Please list every distinct function name called in the code lines of the OpenGL cube post below, each once.

> _SOURCE EXTRACT_:
==============================
Say I want to display this cube in a viewport of 500 by 500 pixels, where the cube precisely fills the viewport (let's not worry about the fact that the cube's sides will extend off the edges of the viewport when it's rotated).

By tedious experimentation, I've determined that the proper values for the ortho X and Y params are about 0.37. The value of the Z params in the glortho call don't seem to matter, except if the absolute values drop below 10, the cube vanishes.



glViewport( 0, 0, 500, 500 );
glMatrixMode( GL_PROJECTION );
glLoadIdentity();
glOrtho( -0.37, +0.37, +0.37, -0.37, -10, 10 );
glMatrixMode( GL_MODELVIEW );


I have two basic questions:

1. How does 0.37 make sense to scale the 2-unit wide cube to fill a 500 pixel square viewport? What conceivable calculation could I make to find this magic number automatically?
==============================
> _RECORDED INFORMATION_:
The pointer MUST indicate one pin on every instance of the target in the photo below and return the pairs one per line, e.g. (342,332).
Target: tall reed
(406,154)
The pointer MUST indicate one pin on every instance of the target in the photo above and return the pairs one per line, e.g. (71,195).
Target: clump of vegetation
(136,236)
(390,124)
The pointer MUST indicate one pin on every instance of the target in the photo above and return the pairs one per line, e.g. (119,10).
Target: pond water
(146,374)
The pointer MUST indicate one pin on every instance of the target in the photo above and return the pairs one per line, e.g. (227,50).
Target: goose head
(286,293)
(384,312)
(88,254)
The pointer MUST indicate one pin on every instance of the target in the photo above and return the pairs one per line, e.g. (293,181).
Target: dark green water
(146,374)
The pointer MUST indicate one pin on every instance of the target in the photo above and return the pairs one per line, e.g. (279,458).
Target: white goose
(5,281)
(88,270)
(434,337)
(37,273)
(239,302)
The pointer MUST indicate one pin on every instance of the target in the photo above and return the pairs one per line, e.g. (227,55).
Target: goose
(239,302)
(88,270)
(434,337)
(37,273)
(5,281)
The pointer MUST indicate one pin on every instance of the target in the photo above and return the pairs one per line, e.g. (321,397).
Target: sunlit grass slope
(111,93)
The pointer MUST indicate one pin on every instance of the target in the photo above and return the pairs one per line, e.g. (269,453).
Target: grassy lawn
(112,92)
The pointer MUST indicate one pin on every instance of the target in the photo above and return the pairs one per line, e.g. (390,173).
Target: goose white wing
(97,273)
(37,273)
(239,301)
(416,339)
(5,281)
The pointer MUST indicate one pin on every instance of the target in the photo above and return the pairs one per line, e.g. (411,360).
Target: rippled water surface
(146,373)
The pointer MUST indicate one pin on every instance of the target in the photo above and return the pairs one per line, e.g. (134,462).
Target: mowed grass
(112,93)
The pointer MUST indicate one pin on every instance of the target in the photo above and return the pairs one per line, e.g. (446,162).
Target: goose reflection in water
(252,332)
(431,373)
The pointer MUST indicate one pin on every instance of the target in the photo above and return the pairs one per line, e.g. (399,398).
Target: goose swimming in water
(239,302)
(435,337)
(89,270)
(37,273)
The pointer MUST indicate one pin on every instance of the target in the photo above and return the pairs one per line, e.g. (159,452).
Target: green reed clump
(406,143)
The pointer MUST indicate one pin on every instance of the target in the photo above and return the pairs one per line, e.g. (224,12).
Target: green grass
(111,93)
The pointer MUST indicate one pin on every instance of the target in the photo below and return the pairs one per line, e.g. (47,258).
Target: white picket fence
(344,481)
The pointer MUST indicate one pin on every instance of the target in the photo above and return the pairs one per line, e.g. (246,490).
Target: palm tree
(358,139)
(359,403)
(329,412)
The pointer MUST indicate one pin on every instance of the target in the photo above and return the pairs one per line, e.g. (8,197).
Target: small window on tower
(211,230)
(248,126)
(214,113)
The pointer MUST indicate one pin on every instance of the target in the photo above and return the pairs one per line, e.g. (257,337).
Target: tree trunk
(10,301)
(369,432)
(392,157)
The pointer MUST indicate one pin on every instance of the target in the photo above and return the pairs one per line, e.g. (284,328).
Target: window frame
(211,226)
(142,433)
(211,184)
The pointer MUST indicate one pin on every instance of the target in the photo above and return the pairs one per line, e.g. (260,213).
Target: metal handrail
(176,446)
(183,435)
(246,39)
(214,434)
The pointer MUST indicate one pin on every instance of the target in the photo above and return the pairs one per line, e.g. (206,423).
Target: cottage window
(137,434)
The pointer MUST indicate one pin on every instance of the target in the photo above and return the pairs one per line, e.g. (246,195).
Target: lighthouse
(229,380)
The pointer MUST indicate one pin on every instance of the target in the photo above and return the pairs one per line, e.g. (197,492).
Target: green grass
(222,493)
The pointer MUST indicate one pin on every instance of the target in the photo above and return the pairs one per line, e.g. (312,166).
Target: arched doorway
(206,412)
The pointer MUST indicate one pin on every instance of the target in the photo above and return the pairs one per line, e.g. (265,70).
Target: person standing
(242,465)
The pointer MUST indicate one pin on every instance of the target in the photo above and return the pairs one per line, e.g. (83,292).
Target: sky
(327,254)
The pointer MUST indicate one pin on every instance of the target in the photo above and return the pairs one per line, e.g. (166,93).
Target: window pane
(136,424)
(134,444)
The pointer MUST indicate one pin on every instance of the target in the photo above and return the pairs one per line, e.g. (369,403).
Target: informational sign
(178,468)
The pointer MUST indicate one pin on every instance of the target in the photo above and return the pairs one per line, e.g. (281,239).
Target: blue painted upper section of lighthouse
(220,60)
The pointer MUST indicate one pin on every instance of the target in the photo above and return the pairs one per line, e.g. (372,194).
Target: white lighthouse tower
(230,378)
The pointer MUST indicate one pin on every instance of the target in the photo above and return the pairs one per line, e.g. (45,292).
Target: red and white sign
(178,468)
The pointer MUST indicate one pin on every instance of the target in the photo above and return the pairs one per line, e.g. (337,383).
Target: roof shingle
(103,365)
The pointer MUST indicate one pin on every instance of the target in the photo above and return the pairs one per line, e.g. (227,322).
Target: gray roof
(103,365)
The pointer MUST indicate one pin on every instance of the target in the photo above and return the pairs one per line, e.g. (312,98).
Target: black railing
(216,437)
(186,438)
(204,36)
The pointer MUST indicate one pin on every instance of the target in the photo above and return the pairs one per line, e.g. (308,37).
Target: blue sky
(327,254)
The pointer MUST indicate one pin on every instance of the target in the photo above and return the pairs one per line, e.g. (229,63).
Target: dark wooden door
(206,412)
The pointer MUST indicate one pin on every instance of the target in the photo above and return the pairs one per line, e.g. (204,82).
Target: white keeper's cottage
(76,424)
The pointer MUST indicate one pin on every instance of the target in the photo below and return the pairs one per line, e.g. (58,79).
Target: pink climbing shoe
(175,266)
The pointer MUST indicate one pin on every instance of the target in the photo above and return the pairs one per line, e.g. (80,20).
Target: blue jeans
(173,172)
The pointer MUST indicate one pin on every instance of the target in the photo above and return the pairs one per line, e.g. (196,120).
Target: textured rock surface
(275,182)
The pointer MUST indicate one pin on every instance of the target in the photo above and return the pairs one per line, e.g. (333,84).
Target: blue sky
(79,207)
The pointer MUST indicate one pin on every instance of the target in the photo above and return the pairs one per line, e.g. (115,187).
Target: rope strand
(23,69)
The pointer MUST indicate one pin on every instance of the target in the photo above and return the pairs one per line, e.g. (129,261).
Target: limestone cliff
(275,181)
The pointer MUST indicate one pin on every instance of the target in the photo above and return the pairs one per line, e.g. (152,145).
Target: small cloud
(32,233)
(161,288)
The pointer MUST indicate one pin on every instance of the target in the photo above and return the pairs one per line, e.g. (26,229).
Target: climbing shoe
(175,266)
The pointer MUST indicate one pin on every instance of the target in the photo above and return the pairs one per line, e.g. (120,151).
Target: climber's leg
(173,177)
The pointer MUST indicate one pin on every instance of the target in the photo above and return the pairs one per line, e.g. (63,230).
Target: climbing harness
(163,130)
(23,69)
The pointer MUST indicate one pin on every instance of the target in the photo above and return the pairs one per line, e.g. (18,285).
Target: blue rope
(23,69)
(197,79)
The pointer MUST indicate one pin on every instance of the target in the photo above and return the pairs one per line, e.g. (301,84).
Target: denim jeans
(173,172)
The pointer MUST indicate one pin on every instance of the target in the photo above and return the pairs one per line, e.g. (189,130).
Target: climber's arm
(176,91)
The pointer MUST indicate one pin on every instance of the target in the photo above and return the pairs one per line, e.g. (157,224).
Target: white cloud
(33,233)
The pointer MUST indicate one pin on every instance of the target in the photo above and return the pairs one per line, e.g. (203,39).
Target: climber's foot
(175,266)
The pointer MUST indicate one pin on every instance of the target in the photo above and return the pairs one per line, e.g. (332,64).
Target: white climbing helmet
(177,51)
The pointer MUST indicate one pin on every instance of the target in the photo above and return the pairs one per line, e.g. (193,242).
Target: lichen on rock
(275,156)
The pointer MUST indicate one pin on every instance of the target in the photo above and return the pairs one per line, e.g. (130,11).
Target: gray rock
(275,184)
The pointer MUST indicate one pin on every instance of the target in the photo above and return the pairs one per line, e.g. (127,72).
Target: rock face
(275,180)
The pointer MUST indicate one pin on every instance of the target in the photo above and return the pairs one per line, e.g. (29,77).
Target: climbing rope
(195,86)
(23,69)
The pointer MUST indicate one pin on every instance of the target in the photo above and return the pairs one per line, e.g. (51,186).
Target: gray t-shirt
==============================
> _EXERCISE ANSWER_:
glViewport, glMatrixMode, glLoadIdentity, glOrtho